In the data, from the line with "Locate the gray rock;" to the line with "pixel 296 500", swap "sneaker" for "running shoe" and write those lines out again with nothing else changed.

---- DATA TO USE

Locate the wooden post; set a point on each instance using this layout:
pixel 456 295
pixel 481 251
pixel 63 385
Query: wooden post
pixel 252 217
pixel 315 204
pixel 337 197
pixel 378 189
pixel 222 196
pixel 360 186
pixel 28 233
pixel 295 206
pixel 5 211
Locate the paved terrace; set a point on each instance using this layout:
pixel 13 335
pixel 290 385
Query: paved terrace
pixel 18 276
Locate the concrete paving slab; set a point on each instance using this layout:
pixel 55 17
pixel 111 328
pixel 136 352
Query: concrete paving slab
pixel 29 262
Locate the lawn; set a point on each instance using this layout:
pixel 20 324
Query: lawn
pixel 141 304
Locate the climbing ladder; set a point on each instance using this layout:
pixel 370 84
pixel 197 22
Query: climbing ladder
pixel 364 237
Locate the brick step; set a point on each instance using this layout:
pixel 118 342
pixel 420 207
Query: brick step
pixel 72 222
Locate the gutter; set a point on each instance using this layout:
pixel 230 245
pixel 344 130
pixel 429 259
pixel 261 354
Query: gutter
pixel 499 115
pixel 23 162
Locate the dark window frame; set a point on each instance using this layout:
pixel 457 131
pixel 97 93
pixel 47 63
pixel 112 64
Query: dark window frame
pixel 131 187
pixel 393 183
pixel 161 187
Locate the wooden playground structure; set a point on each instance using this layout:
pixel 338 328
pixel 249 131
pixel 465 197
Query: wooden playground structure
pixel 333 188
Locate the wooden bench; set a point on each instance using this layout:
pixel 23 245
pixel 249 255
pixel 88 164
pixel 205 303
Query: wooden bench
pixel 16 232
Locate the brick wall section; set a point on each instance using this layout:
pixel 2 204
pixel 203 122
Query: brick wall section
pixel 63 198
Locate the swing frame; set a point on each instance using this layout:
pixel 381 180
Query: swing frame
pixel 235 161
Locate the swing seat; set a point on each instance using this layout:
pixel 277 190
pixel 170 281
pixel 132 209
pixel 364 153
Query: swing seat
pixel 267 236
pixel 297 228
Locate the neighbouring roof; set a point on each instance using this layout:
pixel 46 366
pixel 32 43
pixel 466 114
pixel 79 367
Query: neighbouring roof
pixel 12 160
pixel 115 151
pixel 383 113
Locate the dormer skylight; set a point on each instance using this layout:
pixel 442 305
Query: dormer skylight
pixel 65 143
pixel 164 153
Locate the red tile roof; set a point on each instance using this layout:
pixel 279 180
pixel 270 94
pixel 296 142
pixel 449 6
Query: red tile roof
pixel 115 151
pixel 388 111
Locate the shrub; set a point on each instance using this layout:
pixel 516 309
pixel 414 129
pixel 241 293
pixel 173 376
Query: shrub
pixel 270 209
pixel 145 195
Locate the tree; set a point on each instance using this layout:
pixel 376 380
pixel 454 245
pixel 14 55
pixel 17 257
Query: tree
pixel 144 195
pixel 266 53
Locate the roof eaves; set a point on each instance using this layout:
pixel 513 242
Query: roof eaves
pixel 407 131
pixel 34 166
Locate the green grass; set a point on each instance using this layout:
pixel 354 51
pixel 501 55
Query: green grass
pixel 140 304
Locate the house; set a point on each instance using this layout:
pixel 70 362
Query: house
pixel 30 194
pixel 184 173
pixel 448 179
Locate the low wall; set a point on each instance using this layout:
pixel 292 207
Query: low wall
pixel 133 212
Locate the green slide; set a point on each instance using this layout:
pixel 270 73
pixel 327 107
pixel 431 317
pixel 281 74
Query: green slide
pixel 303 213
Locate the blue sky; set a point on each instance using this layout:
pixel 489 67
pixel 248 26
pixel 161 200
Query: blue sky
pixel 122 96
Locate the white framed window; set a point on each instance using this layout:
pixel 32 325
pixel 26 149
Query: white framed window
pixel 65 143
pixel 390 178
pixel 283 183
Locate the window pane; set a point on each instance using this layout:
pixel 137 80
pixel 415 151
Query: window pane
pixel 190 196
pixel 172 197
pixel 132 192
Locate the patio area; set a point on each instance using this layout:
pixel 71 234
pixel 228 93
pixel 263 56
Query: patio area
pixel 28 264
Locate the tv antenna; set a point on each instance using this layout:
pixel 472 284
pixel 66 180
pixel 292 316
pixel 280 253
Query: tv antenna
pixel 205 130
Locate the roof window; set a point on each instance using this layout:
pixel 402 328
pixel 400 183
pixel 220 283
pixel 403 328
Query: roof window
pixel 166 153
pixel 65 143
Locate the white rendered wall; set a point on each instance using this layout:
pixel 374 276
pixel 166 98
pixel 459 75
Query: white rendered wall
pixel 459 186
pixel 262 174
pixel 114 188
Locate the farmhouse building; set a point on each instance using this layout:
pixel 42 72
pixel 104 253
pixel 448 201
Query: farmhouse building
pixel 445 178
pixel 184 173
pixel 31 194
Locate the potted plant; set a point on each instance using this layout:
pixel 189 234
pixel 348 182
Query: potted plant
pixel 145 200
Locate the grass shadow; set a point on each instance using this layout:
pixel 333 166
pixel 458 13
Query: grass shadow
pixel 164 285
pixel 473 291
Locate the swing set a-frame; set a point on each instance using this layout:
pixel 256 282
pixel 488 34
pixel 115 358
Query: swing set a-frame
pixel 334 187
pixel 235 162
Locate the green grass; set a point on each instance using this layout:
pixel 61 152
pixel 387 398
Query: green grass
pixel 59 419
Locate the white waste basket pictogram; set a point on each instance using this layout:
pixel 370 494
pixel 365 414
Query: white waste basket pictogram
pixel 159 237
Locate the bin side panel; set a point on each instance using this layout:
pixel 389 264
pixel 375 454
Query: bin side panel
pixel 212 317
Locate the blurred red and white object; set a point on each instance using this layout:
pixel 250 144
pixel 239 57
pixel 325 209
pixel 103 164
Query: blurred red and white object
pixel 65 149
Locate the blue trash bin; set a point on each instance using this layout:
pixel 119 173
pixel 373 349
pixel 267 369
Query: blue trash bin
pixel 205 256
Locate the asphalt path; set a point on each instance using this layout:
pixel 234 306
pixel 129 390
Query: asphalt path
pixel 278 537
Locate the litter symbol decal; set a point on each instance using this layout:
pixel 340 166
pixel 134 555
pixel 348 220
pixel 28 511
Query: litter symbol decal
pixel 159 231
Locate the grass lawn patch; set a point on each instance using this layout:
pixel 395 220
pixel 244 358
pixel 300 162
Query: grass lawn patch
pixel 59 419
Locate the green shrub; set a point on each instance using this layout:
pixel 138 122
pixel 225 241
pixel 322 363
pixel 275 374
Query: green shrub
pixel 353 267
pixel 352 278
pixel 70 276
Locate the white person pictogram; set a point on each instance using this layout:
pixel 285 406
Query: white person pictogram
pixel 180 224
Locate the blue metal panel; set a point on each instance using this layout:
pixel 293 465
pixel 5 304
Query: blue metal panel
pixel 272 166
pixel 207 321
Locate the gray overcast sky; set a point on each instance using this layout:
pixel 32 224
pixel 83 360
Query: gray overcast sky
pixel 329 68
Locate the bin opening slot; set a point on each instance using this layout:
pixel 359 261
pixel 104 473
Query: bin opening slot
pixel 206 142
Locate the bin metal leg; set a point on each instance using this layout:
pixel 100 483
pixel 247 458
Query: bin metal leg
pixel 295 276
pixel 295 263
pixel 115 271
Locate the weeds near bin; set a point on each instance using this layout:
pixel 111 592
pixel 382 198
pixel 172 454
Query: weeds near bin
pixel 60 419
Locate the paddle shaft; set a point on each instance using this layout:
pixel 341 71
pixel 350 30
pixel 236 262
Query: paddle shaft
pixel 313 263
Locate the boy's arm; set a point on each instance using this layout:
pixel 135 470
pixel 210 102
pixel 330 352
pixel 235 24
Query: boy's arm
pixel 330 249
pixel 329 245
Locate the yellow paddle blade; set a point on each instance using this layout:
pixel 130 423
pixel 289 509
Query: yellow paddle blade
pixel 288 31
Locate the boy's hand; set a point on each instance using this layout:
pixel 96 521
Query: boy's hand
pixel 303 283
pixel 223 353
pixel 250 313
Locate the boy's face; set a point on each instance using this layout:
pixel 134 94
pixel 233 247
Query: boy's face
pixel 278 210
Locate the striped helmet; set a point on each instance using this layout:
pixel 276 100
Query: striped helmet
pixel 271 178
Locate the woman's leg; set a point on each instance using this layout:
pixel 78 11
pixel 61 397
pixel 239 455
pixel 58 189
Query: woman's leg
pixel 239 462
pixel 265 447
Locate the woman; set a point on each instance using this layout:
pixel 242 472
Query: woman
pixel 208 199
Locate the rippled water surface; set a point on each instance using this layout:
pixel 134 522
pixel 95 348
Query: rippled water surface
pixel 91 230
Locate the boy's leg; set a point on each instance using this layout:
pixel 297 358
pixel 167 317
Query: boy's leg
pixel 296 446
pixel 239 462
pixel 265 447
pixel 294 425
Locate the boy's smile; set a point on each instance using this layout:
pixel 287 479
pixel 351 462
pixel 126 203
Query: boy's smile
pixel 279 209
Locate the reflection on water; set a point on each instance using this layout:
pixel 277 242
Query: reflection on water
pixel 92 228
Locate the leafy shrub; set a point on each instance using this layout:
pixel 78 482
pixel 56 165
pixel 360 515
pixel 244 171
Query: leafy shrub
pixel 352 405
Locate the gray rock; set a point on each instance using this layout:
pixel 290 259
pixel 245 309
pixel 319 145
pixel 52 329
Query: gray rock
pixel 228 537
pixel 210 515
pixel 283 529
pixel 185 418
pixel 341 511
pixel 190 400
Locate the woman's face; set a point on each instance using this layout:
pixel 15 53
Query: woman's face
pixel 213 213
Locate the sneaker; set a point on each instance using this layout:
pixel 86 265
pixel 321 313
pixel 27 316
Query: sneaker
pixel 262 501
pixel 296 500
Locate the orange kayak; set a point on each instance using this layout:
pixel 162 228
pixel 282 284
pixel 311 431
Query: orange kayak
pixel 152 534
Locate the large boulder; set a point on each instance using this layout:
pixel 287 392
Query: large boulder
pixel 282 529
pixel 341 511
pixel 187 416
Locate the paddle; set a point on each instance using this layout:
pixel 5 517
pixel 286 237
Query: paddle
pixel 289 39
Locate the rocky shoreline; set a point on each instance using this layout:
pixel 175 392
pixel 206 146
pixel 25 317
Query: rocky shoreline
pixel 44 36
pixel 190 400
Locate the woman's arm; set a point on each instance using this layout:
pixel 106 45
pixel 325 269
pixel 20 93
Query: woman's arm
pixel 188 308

--------

--- ANSWER ---
Locate the gray rock; set a point on each instance using this layout:
pixel 290 259
pixel 245 309
pixel 319 145
pixel 52 329
Query: gray rock
pixel 228 537
pixel 210 515
pixel 283 529
pixel 185 418
pixel 341 511
pixel 190 400
Locate the woman's face; set a point on each instance using this layout:
pixel 15 53
Query: woman's face
pixel 213 213
Locate the running shoe; set a point on each instance using this layout:
pixel 86 265
pixel 321 313
pixel 27 316
Query: running shoe
pixel 262 501
pixel 296 500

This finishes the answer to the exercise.